How Daylight Savings Affects Your Brain
In connection to its effects on sleep, daylight savings affects the brain by impairing cognitive function. With disruption to the circadian rhythm comes lingering effects on productivity and wakefulness, which can lead to increased injury too.
- Workplace injuries increase on Mondays after daylight saving starts. There is no corresponding decrease when it ends
- “Cyberloafing”—browsing the Internet to slack off at work—increases the Monday after DST
Many of the consequences of shifting our clocks are personal, but these effects ripple out into societal consequences. The decreased productivity seen on the Monday after DST can affect the stock market. One paper estimated a $31 billion one-day loss on the major stock exchanges in the U.S. on that fateful Monday.
Effects of Daylight Savings on Mental Health
Daylight savings time can also affect mental health, especially for people already living with mental illness who are vulnerable. Both shifts, into and out of daylight savings, have been associated with mood disturbances due to the connections between sleep and mental health.
The end of daylight savings also coincides with the time of year people are likely to start experiencing the effects of seasonal affective disorder (SAD). According to the American Psychiatric Association, about 5% of adults in the U.S. experience SAD, and it typically lasts about 40 percent of the year. Much like the effects of daylight savings, SAD is linked to biochemical changes that come from less exposure to sunlight during the winter months and changes to sleep patterns.

CHECK YOUR UNDERSTANDING ::
a - According to the passage on daylight saving time, what percentage of adults in the U.S. experience seasonal affective disorder, as reported by the American Psychiatric Association?
b - Write out the passage on daylight saving time word for word, from "Effects of Daylight Savings on" to "and mental health.".

MATERIAL SUPPLIED ::

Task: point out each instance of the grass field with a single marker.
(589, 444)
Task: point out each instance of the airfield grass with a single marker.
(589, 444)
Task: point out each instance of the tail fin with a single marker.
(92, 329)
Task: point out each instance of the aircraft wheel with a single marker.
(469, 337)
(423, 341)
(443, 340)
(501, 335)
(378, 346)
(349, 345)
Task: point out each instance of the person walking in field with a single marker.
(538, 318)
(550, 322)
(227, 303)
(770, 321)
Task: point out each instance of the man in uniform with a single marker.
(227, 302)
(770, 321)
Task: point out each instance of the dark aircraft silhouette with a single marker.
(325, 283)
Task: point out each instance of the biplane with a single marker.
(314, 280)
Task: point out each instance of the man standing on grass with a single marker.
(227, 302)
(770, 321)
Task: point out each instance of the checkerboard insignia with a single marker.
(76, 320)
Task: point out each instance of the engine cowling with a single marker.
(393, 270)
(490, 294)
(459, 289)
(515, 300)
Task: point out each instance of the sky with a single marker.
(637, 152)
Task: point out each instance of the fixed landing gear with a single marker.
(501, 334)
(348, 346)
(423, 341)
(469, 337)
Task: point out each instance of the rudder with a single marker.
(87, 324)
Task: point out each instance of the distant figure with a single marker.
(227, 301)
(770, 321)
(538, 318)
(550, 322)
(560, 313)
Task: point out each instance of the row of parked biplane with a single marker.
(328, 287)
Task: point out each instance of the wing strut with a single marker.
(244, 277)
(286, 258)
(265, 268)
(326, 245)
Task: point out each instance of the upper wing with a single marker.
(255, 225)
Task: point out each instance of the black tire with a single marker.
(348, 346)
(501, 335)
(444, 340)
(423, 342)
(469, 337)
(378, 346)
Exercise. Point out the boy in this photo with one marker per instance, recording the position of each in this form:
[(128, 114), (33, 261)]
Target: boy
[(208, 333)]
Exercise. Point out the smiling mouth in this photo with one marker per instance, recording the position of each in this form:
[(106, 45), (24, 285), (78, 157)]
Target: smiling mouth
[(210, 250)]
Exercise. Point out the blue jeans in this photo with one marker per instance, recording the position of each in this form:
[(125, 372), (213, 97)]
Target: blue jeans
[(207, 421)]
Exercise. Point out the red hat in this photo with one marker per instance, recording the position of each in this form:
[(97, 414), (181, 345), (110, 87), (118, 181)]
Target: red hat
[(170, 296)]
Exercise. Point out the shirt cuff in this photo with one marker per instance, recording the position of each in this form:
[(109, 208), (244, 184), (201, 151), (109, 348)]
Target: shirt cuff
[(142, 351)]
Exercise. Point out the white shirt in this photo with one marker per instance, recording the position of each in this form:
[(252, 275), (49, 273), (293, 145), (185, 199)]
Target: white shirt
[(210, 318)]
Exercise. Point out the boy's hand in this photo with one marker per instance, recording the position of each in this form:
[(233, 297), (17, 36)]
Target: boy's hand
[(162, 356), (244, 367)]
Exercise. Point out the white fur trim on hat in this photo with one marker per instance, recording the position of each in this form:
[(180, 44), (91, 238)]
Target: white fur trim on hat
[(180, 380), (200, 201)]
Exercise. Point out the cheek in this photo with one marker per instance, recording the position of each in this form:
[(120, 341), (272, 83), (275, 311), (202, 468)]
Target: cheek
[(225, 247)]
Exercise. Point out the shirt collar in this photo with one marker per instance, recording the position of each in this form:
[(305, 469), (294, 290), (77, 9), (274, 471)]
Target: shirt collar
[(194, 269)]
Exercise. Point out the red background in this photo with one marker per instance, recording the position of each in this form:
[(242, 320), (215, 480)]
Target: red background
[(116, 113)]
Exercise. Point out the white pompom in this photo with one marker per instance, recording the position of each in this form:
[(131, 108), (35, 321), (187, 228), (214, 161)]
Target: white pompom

ANSWERS TO EACH TASK ::
a - About 5%.

b -
Effects of Daylight Savings on Mental Health
Daylight savings time can also affect mental health, especially for people already living with mental illness who are vulnerable. Both shifts, into and out of daylight savings, have been associated with mood disturbances due to the connections between sleep and mental health.